(YOUR ASSIGNMENT) Repeat the data verbatim.

Stored dataset items:
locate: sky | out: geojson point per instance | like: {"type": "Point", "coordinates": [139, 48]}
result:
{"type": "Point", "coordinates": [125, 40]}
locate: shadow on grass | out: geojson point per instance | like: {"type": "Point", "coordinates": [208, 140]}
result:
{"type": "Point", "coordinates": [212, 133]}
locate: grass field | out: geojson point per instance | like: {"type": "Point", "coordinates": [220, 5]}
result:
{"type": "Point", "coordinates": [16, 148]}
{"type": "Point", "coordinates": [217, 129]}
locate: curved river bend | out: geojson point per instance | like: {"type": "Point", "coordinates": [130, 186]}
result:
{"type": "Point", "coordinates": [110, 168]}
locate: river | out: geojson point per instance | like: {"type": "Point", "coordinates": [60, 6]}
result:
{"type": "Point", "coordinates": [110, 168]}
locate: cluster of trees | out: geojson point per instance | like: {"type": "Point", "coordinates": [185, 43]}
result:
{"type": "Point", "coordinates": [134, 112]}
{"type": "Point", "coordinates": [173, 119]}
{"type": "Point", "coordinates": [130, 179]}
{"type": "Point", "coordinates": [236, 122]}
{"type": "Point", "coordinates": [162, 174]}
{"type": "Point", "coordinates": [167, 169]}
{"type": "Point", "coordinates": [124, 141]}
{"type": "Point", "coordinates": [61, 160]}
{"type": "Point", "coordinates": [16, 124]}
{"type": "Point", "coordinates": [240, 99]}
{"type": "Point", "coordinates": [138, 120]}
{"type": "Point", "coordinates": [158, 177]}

(RESPONSE TO THE TASK)
locate: sky | out: geojson point per instance | like: {"type": "Point", "coordinates": [139, 48]}
result:
{"type": "Point", "coordinates": [125, 40]}
locate: shadow on grass | out: geojson point per instance | like: {"type": "Point", "coordinates": [208, 140]}
result:
{"type": "Point", "coordinates": [212, 133]}
locate: grass field | out: geojson point per instance | like: {"type": "Point", "coordinates": [220, 5]}
result:
{"type": "Point", "coordinates": [16, 148]}
{"type": "Point", "coordinates": [217, 129]}
locate: curved river bend | out: geojson point per instance | like: {"type": "Point", "coordinates": [130, 186]}
result:
{"type": "Point", "coordinates": [110, 168]}
locate: river | out: geojson point per instance | like: {"type": "Point", "coordinates": [60, 6]}
result:
{"type": "Point", "coordinates": [110, 168]}
locate: cluster of trees | out: geojson point per instance | like: {"type": "Point", "coordinates": [185, 43]}
result:
{"type": "Point", "coordinates": [134, 112]}
{"type": "Point", "coordinates": [173, 119]}
{"type": "Point", "coordinates": [130, 179]}
{"type": "Point", "coordinates": [236, 122]}
{"type": "Point", "coordinates": [162, 174]}
{"type": "Point", "coordinates": [167, 169]}
{"type": "Point", "coordinates": [124, 141]}
{"type": "Point", "coordinates": [61, 160]}
{"type": "Point", "coordinates": [16, 124]}
{"type": "Point", "coordinates": [240, 99]}
{"type": "Point", "coordinates": [138, 120]}
{"type": "Point", "coordinates": [158, 177]}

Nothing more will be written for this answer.